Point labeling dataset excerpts
■ ■ ■ ■ ■ ■ ■

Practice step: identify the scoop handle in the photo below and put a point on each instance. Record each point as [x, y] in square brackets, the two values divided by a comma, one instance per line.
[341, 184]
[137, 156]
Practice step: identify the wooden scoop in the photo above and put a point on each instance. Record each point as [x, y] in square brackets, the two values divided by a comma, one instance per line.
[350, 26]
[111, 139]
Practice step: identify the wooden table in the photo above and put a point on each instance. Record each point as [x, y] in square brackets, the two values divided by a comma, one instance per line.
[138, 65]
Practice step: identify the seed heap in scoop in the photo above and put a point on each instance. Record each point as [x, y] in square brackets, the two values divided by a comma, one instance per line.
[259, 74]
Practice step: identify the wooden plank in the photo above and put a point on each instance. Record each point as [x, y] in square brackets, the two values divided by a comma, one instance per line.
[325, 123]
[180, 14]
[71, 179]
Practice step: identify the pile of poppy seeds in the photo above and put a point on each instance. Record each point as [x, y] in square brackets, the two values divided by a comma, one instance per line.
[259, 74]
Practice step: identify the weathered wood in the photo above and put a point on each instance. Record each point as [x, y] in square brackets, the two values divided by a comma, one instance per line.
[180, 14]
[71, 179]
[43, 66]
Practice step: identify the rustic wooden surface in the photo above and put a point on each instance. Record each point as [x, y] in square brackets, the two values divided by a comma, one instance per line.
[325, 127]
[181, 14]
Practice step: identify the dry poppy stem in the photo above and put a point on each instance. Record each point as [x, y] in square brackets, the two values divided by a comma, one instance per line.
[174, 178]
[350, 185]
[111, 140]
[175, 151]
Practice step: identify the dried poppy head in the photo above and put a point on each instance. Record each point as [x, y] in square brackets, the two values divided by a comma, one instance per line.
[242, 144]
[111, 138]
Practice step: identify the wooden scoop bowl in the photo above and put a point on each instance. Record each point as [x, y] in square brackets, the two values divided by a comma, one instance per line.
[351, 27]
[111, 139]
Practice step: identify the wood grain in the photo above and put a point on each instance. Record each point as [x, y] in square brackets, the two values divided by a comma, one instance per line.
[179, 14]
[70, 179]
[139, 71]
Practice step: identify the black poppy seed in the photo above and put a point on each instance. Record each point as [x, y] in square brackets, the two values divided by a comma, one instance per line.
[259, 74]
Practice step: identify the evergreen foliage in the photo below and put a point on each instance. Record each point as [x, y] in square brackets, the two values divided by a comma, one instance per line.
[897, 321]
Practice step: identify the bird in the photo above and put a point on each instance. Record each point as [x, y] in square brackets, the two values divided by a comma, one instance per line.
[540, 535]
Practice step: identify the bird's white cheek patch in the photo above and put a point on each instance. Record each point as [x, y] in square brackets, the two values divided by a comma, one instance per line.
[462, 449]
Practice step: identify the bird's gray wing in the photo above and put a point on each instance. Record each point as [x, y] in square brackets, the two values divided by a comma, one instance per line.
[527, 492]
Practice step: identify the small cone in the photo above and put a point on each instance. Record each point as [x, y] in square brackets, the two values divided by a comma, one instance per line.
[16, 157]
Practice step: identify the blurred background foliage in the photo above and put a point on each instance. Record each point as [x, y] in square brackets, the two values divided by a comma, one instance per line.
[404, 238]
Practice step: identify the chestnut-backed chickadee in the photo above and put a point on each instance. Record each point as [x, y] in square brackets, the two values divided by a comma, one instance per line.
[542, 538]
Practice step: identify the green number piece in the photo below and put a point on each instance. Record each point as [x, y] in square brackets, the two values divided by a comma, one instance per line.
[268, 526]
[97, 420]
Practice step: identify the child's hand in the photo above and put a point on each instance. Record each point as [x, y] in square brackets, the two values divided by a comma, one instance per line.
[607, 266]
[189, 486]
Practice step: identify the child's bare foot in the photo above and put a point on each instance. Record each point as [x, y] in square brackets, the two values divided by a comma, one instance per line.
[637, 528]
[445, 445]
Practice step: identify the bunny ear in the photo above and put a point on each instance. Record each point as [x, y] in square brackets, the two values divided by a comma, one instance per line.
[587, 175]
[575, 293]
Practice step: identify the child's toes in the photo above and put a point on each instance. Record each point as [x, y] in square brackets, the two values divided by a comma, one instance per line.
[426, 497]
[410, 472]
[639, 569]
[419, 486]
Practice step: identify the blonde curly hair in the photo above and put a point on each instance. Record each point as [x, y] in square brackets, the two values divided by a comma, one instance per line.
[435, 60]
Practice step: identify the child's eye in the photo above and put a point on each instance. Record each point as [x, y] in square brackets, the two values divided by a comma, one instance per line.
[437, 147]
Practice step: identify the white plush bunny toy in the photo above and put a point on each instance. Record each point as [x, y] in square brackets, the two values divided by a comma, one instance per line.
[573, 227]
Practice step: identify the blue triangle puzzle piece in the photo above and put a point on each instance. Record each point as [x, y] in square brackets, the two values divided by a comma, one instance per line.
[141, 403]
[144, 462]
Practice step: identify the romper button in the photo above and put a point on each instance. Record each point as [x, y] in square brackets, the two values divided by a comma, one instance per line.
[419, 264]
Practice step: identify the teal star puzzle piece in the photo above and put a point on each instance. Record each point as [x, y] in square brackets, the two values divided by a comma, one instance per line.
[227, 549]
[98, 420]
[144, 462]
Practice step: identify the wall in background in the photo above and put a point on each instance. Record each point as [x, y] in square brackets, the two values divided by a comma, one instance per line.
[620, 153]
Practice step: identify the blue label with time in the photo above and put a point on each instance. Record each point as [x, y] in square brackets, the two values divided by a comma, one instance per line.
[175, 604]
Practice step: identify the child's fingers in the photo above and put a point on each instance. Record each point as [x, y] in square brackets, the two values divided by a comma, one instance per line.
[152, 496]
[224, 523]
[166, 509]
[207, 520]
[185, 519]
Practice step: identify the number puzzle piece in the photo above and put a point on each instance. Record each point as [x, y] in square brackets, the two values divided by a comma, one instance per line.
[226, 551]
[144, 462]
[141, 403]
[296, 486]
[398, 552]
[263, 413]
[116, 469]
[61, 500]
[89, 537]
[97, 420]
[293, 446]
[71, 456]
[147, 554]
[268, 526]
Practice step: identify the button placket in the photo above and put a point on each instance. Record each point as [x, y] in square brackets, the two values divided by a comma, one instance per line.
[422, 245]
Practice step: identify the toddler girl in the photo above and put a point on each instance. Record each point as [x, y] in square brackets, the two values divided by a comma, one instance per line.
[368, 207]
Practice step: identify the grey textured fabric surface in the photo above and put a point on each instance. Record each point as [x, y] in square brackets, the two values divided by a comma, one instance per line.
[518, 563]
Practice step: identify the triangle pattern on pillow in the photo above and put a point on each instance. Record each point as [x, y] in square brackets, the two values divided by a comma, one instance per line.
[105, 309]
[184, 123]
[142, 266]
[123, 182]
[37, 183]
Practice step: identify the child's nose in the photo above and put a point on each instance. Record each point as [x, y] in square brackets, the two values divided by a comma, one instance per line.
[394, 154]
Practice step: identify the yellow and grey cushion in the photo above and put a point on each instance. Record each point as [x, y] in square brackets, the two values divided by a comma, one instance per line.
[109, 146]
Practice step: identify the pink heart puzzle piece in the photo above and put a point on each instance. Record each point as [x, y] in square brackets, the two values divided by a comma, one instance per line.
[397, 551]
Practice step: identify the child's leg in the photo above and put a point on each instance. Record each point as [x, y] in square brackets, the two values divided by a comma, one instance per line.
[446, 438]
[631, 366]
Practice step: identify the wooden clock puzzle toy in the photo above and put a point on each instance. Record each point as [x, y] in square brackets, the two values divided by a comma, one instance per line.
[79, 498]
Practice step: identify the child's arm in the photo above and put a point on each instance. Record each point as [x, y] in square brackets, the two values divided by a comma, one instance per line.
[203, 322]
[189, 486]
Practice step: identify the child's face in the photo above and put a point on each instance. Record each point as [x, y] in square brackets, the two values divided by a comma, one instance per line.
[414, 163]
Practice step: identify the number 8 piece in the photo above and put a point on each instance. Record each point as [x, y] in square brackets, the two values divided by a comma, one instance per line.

■ ■ ■ ■ ■ ■ ■

Starting at the line that contains "Practice step: identify the triangle", retype each line through the end of the listing above and nothing else.

Practice step: identify the triangle pattern on pillow in the photo above and put a point on each instance. Record each point as [x, y] in square brackets, the two values divided by a comma, one instance per line.
[105, 309]
[184, 123]
[142, 266]
[123, 182]
[37, 183]
Practice step: identify the child's nose in the photo above and put a point on each instance. Record each point as [x, y] in square brackets, the two values divided by a comma, one instance per line.
[394, 154]
Practice step: identify the yellow and grey cushion in the photo above and put a point on each instance. Record each point as [x, y] in square brackets, the two values divided by a comma, one instance per line.
[109, 146]
Practice step: identify the pink heart puzzle piece in the photo above and put a point on each instance. Record each point as [x, y] in square brackets, the two values divided by a comma, one instance per line.
[397, 551]
Practice step: identify the child's leg in the photo above and put a point on each instance. Record each point as [x, y] in square brackets, the two values divided by a comma, one instance per line.
[446, 438]
[631, 366]
Practice step: identify the wooden clock puzzle toy in the photo above and put a point on each instance. Record each point as [x, y] in square brackets, the two values divided by a comma, one instance per line.
[79, 498]
Practice step: identify the child's arm in the photo above and put a point on each instance. Record each point as [x, y] in square brackets, the two values divided by a comma, one instance per line.
[203, 322]
[189, 486]
Practice step: identify the child's face in the photo above and put a point on each instance. Record each point as [x, y] in square brackets, the two values divided by a comma, one instance per line.
[414, 163]
Practice step: identify the number 8 piece in the photo above and put a point on each instance. Record each point as [x, y] in square brackets, the two values divided by a comma, one instance per line.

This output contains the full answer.